##### DATASET ENTRIES #####

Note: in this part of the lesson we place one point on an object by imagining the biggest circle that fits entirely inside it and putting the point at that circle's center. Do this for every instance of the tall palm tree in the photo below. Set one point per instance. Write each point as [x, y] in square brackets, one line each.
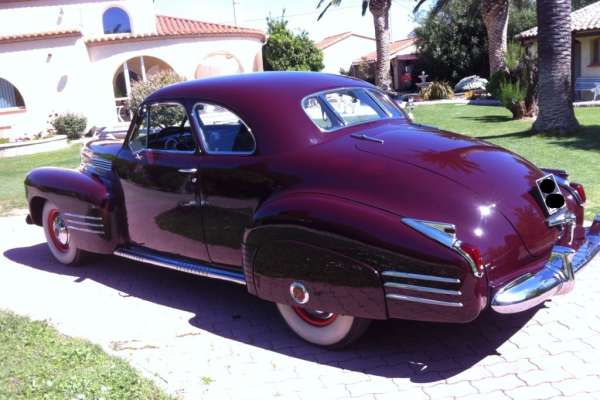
[554, 58]
[380, 9]
[495, 18]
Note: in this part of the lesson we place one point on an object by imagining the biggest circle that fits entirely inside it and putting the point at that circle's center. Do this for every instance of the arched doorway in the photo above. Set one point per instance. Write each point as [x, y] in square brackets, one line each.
[10, 97]
[134, 70]
[222, 63]
[116, 20]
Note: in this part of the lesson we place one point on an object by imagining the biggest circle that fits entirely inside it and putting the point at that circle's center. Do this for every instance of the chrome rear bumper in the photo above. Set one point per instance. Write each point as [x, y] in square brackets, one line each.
[557, 276]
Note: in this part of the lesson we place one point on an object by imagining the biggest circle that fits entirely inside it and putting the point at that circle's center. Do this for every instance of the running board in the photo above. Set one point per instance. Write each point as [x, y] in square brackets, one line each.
[206, 271]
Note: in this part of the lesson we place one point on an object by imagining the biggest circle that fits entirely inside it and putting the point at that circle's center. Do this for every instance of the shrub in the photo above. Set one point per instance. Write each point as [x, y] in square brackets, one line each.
[512, 96]
[140, 90]
[496, 80]
[70, 124]
[437, 91]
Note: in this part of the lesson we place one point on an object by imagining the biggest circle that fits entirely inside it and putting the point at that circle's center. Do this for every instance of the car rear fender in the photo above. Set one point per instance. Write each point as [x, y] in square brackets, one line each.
[340, 250]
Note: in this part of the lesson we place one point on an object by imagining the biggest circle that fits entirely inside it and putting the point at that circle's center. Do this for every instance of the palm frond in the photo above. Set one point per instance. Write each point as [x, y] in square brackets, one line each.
[329, 4]
[438, 6]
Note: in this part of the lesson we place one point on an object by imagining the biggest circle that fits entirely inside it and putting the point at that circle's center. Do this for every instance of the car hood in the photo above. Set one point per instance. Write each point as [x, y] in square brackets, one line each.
[499, 177]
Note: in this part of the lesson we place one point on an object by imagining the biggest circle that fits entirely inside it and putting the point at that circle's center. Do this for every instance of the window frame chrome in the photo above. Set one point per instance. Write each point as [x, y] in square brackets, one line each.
[343, 124]
[165, 151]
[205, 148]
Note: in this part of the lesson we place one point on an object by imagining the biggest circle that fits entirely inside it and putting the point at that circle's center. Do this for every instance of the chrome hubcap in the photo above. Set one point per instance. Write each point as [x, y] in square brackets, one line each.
[60, 231]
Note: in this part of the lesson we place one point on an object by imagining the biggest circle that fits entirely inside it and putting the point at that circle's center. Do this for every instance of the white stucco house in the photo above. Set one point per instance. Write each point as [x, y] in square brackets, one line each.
[340, 50]
[82, 56]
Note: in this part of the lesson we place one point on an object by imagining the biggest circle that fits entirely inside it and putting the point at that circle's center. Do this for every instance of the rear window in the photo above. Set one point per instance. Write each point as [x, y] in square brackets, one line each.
[344, 107]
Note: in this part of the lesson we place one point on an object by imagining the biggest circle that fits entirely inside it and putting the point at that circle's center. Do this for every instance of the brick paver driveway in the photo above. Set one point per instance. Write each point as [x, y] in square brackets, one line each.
[206, 339]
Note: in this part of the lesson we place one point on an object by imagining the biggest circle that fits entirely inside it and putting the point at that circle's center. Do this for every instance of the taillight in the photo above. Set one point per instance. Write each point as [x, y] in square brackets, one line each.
[580, 191]
[473, 256]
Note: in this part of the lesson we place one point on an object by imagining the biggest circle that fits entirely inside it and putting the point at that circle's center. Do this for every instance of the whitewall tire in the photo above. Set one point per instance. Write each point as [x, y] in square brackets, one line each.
[321, 328]
[58, 236]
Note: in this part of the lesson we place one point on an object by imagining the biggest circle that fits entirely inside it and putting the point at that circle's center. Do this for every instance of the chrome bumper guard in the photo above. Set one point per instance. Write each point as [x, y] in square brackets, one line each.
[557, 277]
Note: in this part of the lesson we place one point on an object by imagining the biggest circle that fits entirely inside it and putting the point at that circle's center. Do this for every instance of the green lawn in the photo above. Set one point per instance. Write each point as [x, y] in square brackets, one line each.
[14, 169]
[37, 362]
[579, 154]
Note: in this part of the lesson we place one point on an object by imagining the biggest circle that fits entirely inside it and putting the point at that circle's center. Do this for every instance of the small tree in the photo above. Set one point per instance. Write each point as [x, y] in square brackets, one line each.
[286, 51]
[517, 86]
[140, 89]
[466, 54]
[70, 124]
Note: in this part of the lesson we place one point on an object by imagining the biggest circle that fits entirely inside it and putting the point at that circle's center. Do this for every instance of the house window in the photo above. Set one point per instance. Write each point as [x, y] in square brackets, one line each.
[116, 20]
[9, 95]
[596, 51]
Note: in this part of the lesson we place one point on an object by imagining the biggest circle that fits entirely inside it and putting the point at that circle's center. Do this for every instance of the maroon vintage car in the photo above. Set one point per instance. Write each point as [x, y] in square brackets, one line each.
[318, 194]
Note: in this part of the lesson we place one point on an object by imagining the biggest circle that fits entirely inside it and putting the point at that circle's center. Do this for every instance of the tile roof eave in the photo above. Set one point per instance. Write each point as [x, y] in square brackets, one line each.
[27, 37]
[99, 41]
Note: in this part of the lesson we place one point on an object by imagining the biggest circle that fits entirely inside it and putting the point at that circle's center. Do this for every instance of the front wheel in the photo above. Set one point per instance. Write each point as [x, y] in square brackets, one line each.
[323, 328]
[58, 236]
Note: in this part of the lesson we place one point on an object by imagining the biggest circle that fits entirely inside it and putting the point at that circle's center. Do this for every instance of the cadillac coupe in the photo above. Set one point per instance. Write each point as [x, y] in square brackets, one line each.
[318, 194]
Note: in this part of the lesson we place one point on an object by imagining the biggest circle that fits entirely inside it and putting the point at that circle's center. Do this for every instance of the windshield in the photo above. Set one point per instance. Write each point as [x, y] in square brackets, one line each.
[348, 106]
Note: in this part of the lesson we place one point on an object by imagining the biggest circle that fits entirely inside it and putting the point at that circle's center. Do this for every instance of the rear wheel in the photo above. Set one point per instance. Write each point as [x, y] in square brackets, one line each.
[58, 236]
[323, 328]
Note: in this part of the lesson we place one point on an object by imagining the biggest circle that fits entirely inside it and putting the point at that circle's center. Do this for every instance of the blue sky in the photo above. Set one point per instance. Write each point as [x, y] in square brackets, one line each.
[302, 14]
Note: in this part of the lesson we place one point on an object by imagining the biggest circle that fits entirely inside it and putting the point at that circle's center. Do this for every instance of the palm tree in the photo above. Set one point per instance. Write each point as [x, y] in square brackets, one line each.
[381, 20]
[495, 18]
[554, 58]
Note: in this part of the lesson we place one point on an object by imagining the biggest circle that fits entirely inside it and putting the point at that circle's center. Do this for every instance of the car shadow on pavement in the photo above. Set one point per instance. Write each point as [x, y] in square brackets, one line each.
[423, 352]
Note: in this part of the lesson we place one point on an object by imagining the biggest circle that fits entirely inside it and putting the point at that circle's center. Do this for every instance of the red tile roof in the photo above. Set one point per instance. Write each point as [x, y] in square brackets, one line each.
[23, 37]
[331, 40]
[172, 28]
[582, 20]
[395, 48]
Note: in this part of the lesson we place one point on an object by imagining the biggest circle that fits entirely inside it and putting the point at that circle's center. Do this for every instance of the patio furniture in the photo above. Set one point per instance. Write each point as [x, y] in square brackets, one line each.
[590, 84]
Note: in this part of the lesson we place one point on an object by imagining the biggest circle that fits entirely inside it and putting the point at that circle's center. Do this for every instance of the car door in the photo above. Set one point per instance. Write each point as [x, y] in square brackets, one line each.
[158, 171]
[234, 180]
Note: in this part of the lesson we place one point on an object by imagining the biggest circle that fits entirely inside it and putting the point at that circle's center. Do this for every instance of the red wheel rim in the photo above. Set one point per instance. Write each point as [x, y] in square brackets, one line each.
[55, 225]
[317, 318]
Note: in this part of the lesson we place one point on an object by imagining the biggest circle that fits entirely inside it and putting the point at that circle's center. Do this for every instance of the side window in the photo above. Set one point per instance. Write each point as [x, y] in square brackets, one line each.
[139, 138]
[163, 126]
[320, 114]
[223, 132]
[354, 106]
[386, 103]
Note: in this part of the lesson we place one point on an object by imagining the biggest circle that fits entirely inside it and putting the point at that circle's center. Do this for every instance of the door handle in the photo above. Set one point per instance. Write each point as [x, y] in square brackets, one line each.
[188, 170]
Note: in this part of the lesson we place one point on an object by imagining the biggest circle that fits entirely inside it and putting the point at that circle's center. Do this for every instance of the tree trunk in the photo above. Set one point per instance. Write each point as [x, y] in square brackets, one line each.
[495, 18]
[380, 10]
[556, 112]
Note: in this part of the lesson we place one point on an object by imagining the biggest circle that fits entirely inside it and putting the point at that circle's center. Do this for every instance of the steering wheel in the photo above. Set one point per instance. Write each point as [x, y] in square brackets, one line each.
[171, 144]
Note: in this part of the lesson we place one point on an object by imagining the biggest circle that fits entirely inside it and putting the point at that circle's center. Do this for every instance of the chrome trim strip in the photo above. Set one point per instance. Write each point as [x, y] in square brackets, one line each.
[182, 266]
[445, 234]
[362, 136]
[71, 215]
[425, 289]
[555, 278]
[424, 301]
[81, 223]
[434, 230]
[431, 278]
[75, 228]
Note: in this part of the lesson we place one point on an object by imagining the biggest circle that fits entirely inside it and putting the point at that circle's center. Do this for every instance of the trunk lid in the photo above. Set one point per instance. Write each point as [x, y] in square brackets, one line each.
[496, 175]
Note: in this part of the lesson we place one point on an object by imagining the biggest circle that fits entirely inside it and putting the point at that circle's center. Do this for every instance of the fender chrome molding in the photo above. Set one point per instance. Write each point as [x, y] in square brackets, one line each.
[148, 257]
[413, 299]
[445, 234]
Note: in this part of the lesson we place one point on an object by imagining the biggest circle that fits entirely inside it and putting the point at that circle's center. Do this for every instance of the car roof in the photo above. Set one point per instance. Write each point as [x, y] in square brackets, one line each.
[269, 103]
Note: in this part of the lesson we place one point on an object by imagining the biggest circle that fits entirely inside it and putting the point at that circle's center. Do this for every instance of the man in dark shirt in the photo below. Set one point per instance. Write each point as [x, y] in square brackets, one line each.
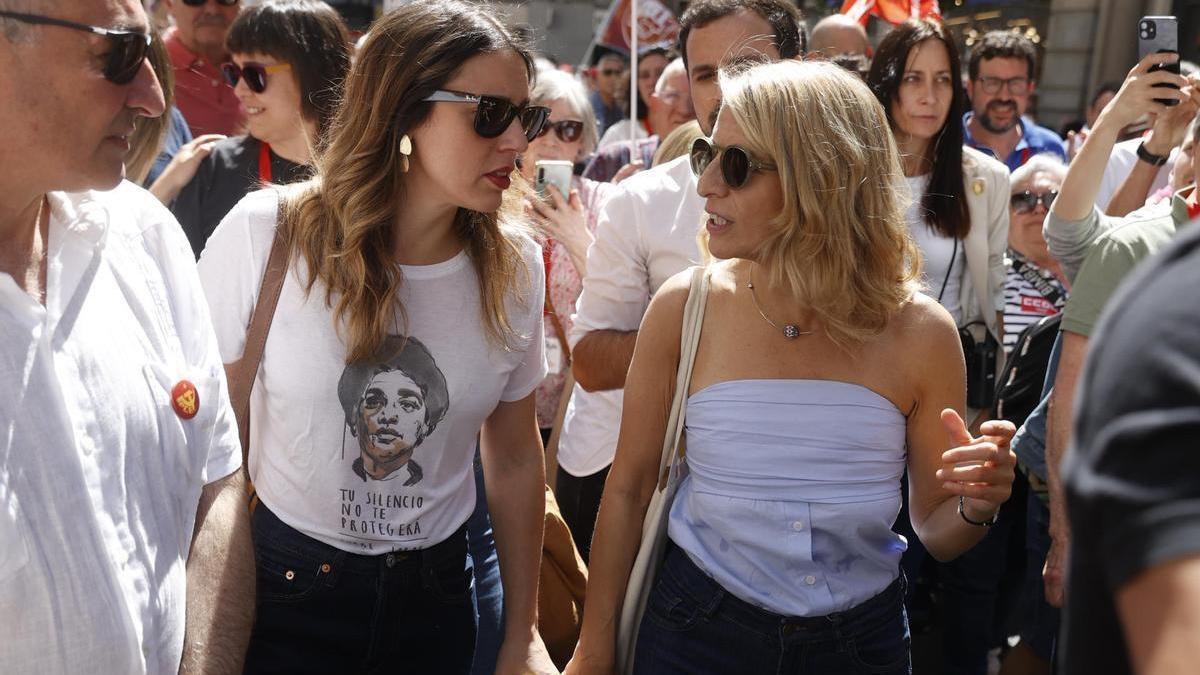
[1133, 478]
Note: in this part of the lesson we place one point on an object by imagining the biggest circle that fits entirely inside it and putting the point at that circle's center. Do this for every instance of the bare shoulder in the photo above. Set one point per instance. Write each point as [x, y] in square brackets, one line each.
[924, 327]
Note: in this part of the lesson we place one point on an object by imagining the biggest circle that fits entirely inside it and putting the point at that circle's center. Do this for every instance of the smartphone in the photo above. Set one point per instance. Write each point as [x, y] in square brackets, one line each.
[553, 172]
[1155, 35]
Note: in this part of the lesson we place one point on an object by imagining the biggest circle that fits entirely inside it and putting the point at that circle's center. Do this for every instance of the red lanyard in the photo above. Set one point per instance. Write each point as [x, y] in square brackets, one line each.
[264, 163]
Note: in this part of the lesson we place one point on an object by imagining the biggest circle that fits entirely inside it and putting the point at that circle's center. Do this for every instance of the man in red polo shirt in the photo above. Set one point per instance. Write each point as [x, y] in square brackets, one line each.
[196, 45]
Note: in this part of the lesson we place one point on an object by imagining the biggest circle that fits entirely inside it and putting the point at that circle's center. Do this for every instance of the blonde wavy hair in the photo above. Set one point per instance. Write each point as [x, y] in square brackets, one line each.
[341, 221]
[840, 243]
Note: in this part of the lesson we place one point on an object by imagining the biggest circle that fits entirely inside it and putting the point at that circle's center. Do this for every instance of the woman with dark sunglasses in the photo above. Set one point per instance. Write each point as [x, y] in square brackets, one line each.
[288, 60]
[820, 375]
[408, 240]
[567, 222]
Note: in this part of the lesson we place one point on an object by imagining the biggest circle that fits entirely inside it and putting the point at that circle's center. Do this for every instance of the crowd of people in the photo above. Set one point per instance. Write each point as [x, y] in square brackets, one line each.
[827, 346]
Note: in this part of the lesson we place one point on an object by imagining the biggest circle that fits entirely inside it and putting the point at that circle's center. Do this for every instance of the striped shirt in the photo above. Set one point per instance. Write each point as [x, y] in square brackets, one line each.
[1024, 304]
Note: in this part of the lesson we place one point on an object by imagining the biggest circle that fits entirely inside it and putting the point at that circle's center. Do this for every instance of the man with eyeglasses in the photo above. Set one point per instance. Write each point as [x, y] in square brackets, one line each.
[1001, 71]
[197, 49]
[606, 93]
[124, 533]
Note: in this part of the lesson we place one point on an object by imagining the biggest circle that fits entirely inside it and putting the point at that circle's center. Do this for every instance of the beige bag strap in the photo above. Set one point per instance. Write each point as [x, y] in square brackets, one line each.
[241, 372]
[689, 339]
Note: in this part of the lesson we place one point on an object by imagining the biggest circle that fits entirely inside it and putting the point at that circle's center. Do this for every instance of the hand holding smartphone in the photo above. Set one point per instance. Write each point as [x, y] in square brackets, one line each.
[553, 172]
[1156, 35]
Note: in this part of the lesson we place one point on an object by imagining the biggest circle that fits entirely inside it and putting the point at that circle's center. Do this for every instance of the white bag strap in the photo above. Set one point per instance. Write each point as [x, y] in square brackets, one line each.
[689, 338]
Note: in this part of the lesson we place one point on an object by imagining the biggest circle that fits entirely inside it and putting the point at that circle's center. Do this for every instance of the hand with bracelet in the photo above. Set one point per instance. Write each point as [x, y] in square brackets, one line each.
[978, 470]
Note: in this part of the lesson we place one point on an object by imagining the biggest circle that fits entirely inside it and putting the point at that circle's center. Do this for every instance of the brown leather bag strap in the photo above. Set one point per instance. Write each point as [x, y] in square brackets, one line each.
[241, 374]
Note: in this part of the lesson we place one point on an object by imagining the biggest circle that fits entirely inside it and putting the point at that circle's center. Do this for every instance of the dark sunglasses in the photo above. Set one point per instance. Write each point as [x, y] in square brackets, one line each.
[1025, 202]
[253, 73]
[493, 114]
[568, 131]
[737, 165]
[127, 48]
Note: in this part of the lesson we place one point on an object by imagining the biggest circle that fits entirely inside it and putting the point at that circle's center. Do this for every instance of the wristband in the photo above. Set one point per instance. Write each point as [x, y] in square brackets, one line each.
[1150, 157]
[977, 524]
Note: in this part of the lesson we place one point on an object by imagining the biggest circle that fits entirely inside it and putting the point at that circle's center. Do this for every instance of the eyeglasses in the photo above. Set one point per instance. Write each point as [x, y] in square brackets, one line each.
[1025, 202]
[737, 165]
[127, 48]
[495, 114]
[1017, 85]
[568, 131]
[253, 73]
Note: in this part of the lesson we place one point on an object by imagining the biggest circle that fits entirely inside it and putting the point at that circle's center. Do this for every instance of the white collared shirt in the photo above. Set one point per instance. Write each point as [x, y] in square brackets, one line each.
[100, 478]
[646, 234]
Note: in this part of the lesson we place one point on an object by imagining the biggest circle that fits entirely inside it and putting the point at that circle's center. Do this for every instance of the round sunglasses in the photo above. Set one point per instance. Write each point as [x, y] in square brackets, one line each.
[253, 73]
[1025, 202]
[568, 131]
[493, 114]
[127, 48]
[736, 165]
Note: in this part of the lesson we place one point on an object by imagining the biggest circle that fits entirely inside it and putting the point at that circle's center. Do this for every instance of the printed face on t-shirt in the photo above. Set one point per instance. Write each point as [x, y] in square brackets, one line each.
[391, 422]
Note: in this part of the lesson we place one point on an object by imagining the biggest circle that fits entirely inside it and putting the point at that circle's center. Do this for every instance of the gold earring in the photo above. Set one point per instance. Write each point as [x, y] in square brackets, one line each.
[406, 149]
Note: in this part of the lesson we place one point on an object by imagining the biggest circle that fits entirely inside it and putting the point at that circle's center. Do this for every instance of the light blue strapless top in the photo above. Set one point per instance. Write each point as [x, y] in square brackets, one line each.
[792, 490]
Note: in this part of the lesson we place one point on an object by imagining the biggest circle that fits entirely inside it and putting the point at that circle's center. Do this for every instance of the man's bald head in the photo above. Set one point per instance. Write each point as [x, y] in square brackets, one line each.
[839, 35]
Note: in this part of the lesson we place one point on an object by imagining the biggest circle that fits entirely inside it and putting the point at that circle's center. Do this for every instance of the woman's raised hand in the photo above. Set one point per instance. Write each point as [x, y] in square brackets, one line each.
[978, 469]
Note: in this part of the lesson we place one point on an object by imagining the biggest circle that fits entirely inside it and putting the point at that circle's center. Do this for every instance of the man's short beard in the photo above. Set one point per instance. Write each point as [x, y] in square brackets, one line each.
[985, 121]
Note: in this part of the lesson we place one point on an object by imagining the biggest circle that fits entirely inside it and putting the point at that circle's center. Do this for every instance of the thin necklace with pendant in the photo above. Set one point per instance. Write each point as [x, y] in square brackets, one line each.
[791, 330]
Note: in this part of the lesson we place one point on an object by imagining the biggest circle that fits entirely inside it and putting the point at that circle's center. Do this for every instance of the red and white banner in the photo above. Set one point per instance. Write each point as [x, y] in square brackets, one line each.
[892, 11]
[657, 27]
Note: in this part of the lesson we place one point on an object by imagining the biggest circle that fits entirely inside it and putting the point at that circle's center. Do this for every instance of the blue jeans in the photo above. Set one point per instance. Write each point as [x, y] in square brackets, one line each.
[322, 609]
[1039, 626]
[694, 626]
[489, 591]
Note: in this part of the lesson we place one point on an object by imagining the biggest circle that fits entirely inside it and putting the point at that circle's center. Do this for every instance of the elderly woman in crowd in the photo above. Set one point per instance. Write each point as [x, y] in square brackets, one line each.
[821, 374]
[289, 58]
[1035, 286]
[565, 221]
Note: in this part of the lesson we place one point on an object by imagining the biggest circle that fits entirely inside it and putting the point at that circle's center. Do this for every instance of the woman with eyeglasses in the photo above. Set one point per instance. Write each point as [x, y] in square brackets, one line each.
[821, 374]
[408, 327]
[288, 60]
[564, 221]
[958, 215]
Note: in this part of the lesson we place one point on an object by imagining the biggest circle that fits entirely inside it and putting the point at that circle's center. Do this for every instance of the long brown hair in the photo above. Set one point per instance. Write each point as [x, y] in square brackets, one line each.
[945, 203]
[341, 221]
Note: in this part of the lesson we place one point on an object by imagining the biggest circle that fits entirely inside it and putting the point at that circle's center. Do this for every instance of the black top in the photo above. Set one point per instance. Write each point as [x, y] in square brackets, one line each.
[1133, 476]
[226, 175]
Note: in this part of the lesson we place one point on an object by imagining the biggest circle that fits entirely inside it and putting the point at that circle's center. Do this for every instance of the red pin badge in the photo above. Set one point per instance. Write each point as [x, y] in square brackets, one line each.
[185, 399]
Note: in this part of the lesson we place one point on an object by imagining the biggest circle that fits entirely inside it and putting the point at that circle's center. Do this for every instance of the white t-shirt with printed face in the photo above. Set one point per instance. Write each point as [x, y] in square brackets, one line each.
[375, 455]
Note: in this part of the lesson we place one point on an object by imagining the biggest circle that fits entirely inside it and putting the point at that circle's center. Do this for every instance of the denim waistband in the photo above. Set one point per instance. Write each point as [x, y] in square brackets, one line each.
[270, 531]
[755, 617]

#####

TO BE DONE –
Repeat only the lines from the one holding "of the black" through the last line of the data.

EXPECTED OUTPUT –
Note: in this part of the lesson we place one point on an object by imagining the biggest circle that fits entirely inside it and putting the point at that circle's center. Do this for every instance of the black top in the photo above. Set one point per instance. Write each point as [x, y] in square brackets, one line each.
[1133, 476]
[226, 175]
Note: in this part of the lesson we place one point on an object by imagining the biggest circle that fits entirely inside it and putting the point at that circle's center. Do this for every instance of the red pin badge in the photo above. Set one point per instance. Write each point as [x, y] in square brackets, one line each.
[185, 399]
Note: in this part of the lesson we place one point on an object by imagining the biggest circle that fits entirely inside it and putting the point at that circle's center. Do this for every instance of the white t-shirt with printed face in the photo above. Set one point per instance. Write each point as [x, y] in square brackets, one line each.
[375, 455]
Note: in this part of the lesson we place one point on an object by imagining the biggest circle that fits entirely inside it and putting the point at that circle's center. Do this for every instance of the denim waistband in the photo above. Set one point per instance. Write each point as [x, y] in square brackets, one line each.
[270, 531]
[755, 617]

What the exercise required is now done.